The problem: Please transcribe exactly the lines from the one containing "Target: yellow warbler" through the end of the records below, both included, and nothing else.

Material provided:
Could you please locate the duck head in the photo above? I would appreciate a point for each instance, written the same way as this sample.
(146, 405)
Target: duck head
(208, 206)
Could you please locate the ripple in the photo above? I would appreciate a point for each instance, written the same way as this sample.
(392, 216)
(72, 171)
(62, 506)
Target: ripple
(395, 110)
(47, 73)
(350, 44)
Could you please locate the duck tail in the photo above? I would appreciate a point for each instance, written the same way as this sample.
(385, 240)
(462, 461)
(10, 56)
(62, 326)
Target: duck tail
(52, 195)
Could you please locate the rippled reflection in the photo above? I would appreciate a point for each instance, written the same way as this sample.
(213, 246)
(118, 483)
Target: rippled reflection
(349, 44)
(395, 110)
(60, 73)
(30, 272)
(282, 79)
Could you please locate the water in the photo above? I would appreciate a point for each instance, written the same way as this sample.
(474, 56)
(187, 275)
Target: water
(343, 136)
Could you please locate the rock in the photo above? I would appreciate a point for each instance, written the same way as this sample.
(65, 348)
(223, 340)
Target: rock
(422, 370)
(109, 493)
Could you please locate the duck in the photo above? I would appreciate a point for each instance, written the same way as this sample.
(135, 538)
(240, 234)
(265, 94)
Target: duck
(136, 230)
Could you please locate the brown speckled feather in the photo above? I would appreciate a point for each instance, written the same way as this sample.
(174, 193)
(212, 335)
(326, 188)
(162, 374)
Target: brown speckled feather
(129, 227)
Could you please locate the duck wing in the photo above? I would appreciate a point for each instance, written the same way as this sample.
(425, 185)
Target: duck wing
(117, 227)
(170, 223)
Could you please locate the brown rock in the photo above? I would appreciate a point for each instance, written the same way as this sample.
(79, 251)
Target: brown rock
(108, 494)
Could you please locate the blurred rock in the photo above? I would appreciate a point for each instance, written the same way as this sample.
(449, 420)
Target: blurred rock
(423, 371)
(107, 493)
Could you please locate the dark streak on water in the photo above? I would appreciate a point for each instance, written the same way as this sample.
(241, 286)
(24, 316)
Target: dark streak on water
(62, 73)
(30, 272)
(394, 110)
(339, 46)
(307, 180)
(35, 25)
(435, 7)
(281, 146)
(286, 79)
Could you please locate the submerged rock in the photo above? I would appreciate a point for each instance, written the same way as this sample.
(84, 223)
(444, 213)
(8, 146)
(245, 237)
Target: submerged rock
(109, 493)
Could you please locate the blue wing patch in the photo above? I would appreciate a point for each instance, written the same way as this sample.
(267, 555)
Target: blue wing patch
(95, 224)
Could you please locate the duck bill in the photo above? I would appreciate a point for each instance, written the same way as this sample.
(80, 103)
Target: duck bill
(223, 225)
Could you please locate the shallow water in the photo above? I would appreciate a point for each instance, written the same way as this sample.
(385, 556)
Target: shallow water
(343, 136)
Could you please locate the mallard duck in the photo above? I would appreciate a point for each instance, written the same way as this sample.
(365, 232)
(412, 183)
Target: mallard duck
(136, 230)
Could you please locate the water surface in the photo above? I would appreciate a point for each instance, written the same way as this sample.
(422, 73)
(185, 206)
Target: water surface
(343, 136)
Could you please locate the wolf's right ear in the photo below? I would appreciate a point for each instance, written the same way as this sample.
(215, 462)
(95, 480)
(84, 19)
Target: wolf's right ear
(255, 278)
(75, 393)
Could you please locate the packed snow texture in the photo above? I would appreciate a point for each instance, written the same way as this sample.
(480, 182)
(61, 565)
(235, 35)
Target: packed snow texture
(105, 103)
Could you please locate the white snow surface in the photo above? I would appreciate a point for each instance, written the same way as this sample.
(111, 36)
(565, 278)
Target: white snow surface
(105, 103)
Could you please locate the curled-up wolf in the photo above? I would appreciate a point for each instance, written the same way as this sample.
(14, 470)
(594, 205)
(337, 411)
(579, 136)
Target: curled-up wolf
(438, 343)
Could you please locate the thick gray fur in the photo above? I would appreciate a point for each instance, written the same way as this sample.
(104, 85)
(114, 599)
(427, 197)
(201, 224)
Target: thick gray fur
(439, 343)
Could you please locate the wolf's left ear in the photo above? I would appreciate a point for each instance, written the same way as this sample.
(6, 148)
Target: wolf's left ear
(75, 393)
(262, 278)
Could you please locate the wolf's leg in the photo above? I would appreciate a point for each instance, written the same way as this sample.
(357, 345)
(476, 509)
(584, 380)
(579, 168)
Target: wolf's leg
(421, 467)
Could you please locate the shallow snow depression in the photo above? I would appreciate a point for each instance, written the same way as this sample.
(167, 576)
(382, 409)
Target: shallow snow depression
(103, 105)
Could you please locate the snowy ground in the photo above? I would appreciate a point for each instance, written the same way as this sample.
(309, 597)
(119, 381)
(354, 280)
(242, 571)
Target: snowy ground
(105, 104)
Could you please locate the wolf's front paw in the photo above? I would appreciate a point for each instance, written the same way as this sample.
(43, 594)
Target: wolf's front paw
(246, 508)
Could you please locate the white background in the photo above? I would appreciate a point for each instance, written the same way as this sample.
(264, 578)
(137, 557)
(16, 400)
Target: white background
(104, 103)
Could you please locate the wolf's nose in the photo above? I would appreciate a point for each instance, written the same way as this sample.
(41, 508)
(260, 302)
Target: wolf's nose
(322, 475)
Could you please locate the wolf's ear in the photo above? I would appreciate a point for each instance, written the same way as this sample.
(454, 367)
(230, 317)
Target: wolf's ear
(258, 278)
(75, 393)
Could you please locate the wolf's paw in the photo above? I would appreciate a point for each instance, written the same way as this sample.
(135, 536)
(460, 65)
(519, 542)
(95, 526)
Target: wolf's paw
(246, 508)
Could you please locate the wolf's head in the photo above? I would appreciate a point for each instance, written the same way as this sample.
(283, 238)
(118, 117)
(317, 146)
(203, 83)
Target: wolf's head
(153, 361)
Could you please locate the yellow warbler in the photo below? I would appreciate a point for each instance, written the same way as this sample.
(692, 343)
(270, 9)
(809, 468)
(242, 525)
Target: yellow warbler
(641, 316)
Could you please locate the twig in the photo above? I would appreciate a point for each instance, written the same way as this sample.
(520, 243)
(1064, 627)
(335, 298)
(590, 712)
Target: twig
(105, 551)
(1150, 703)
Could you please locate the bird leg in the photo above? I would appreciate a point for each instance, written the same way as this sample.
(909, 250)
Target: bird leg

Written answer:
Target: yellow warbler
(641, 316)
Could you please locate the twig in the photo above? I would appreciate a point for each instance, written the same way as this sample.
(520, 243)
(1064, 627)
(335, 298)
(590, 712)
Target: twig
(105, 551)
(1150, 703)
Could you please locate the bird leg in the photo above? I would appreciate a point for each instance, written the same way as this sample.
(909, 250)
Target: bird leg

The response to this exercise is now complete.